PROVIDED ENTRIES:
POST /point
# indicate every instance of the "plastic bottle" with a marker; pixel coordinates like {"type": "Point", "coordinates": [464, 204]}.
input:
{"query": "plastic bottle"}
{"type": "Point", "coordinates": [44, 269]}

TASK DIRECTIONS: Copy every line of the material above, requests included, and shift each coordinate in the answers by -65. Leave the sample coordinates inside the request as they are.

REPLY TO THE EXERCISE:
POST /point
# indicate every instance of the "plastic bottle" with a marker; pixel coordinates like {"type": "Point", "coordinates": [464, 204]}.
input:
{"query": "plastic bottle"}
{"type": "Point", "coordinates": [-21, 204]}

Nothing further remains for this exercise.